## TEXT BLOCK
============================================================

Yesterday the findings of an independent investigation into the Southern Baptist Covention regarding sexual abuse were published. The report will mean much to some and little to others. There’s so much in it, far more than I could or should possibly try to ruminate on publicly. If you want a summary, the AP has published one. For some sober reflection, I recommend the thoughts of Russell Moore and Albert Mohler. More will certainly come.
For now, I only want to make one observation about all this. The consistent, pervasive, unifying, and unavoidable theme of the report is the desire by several SBC leaders to preserve the indemnity and reputation of the denomination above all else. The idea that acknowledging allegations of abuse in churches or following up on them would present the Executive Committee or other SBC entities with unacceptable risk is said explicitly by multiple speakers in the report. As hidden as many of these abusive situations were, zero attempt was made to hide this logic. It was expressed publicly and privately, in the backchannel and official communications. We get this on what feels like every other page, in both word and deep: “If we say or do something, we may be sued, we may be criticized. Thus, we should do nothing and say nothing.”
The first thing that anyone should notice about this logic is that it failed. It didn’t work. Nothing was done, nothing was said. And yet the convention, including several of its most prestigious, beloved personalities, is now being openly reviled and shamed by Christians and non-Christians alike. Activists did not do this. People who desire to “burn it down” (attributed by certain SBC leaders to sex abuse advocates in the report) didn’t do this. The SBC stands exposed and humiliated in the eyes of the country and the wider religious world not because of what its enemies did, but because of what the SBC did.
Activists did not mislead the convention about the existence or plausibility of a sex offender database. The Executive Committee did that. Activists are not credibly accused of fondling, kissing, and trying to disrobe a woman in a condo. A former SBC president is. Activists did not decide to stealthily re-label allegations of abuse as allegations of an adulterous affair. An SBC entity did that. Scorn is now heaped upon a denomination that many of us love and owe our spiritual lives to. But it is nobody else’s doing.
Time and time again, Christians have to be reminded that the logic of refusing to do the right or honest thing because the effects of doing so will be worse than not doing it simply does not work in the kingdom of God. It never does. The light eventually gets switched on. The bill always comes due. And effect of silence and indifference is always to reap a stronger whirlwind.
The second thing we should notice is that truth doesn’t care where it comes from. One of the most overwhelming impressions I got from the report was that several SBC leaders genuinely believed that the people calling for investigations and accountability were their enemies. Of course, part of this was simply a disingenuous desire to keep skeletons in the closet. But some of it, I think, was a sincere belief that the kind of people who talk a lot about sexual abuse are also the kinds of people who don’t care if innocent people suffer, who don’t care about institutions and the people inside them, and who are willing to “burn it all down” if their own platform and prestige increase.
Where did this belief come from? I think it partially came from not knowing many sex abuse survivors personally. I think it partially came from the #MeToo movement itself, which, if we’re being very, painfully honest, doesn’t have a perfect record of justice and truth-seeking (and those are the elements that tend to float to the surface of media coverage). But I also think it partially came from the same hyper-partisan habitat that we all inhabit right now.

============================================================

(Stored data)
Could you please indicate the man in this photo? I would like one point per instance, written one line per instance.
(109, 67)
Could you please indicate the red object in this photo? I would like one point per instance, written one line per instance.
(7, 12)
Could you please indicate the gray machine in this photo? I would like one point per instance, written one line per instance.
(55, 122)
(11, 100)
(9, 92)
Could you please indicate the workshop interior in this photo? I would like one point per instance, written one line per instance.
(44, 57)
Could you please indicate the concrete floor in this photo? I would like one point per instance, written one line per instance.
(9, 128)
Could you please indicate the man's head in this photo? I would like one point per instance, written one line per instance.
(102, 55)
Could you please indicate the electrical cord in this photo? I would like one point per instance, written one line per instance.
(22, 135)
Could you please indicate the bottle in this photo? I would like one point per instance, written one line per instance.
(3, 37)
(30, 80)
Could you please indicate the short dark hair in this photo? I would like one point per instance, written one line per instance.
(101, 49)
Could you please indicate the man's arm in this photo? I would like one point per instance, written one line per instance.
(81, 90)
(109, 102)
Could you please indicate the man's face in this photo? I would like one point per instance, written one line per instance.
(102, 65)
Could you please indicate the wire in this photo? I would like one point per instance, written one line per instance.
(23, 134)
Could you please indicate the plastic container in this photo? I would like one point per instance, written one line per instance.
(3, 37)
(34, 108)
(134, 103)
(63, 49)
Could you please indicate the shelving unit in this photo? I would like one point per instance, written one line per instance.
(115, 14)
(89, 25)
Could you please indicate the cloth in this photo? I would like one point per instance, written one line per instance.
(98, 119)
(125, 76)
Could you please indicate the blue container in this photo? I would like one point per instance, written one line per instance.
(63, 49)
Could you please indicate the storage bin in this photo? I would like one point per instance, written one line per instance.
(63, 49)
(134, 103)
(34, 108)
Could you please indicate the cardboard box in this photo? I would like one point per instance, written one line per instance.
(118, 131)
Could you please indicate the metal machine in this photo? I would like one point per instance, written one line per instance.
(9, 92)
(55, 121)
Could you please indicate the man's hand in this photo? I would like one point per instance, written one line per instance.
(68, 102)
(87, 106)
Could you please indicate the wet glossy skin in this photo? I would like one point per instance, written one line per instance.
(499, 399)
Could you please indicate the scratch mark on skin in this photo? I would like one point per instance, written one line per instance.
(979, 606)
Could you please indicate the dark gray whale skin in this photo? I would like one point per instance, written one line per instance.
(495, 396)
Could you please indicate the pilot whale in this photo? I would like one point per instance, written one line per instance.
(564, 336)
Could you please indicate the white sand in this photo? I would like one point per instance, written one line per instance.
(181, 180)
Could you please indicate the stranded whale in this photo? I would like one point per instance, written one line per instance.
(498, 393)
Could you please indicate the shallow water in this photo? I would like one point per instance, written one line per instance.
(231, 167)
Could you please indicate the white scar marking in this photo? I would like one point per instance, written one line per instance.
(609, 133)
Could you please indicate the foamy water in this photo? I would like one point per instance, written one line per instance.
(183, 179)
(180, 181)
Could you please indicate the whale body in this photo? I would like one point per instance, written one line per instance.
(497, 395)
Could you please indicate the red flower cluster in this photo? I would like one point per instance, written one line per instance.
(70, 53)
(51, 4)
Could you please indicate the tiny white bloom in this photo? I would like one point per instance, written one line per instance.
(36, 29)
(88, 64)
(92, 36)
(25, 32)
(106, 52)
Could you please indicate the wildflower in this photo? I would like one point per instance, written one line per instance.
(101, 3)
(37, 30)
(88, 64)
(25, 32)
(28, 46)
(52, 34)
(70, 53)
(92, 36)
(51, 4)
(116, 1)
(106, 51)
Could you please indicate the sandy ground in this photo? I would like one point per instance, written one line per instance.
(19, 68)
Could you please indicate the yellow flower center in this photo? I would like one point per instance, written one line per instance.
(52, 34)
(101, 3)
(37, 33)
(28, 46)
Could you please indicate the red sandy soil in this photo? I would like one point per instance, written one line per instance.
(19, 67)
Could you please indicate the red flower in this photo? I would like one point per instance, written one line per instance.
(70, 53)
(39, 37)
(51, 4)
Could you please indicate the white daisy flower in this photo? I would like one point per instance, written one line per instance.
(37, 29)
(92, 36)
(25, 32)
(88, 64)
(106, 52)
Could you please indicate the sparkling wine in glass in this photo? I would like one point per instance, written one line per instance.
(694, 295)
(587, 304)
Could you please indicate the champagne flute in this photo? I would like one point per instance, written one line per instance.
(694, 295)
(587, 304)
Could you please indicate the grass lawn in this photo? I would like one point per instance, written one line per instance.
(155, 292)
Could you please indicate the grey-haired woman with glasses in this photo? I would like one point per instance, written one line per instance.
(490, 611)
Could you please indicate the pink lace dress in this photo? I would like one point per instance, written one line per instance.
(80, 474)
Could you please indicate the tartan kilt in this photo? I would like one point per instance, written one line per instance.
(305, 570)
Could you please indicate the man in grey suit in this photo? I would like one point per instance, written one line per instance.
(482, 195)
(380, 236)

============================================================

## AIM OF THE TASK
Continue the essay on the Southern Baptist Convention abuse report from its last sentence.

## THE OUTPUT
Because we live online, and because our thinking and intuitions are now calibrated by algorithms and negative epistemology, we tend to let our digital sorting hats do our moral judgment for us. That person who talks a lot about sexual abuse tends to get Retweeted a lot by that other person who says everything is racist. That person with a harrowing tale from growing up in church writes for a website that also argues casual sex is just fine. Truth claims have dissolved into personalities, and personalities have dissolved into associations. And we respond accordingly.
The Guidepost report is a jarring reminder of how this dynamic can extend far beyond our Twitter fights and podcast wars. Decisions not to pursue transparency in sexual abuse allegations were made by real people who really have to live in this kind of epistemological haze. How was their decision making affected by their opinion of activists? How was their opinion of activists affected by the fog of social media? We may never know, but we do know what resulted of it.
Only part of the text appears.